_Work to complete_
Search the records for lines with the word "shorts" and copy each match.

_Point localization data_
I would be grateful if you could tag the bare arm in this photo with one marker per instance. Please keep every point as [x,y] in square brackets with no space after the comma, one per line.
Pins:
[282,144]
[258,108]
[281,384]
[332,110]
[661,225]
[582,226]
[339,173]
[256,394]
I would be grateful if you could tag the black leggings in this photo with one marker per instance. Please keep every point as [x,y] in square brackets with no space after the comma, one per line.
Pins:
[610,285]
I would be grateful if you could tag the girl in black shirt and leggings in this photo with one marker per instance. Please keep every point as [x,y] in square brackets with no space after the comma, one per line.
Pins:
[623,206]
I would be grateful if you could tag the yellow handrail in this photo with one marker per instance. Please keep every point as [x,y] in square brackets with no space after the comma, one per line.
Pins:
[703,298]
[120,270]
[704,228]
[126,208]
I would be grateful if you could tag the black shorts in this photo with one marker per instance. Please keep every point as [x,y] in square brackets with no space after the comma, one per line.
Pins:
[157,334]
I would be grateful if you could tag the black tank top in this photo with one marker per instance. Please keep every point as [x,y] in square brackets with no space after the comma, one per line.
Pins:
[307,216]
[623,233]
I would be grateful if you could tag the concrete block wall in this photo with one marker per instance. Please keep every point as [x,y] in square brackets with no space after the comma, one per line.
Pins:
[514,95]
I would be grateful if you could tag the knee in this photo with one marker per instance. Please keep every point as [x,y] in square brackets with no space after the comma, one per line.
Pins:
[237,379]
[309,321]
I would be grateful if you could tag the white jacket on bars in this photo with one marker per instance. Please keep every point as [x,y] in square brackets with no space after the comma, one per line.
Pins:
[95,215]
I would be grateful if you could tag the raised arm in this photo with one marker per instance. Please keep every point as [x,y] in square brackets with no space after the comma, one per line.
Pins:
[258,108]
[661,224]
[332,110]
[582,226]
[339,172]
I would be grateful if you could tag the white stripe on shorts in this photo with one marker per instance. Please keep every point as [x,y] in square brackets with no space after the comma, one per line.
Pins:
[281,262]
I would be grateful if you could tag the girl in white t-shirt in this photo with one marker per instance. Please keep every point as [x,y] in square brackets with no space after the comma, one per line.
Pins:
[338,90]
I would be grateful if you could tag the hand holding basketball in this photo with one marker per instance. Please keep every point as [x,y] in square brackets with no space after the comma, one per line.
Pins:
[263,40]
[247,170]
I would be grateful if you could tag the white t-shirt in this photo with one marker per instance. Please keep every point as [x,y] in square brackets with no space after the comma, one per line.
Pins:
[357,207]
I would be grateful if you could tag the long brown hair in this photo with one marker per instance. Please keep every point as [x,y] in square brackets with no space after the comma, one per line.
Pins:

_Answer to the problem_
I would be grateful if you could tag the black shorts in this photo with one marker per instance. Please keep every point as [x,y] in square brackets with no space after the comma, one per line.
I would be grateful if you could tag the white stripe on shorts in this photo with one marker per instance. Please keep every point as [x,y] in square brackets with no space after the comma, one per line.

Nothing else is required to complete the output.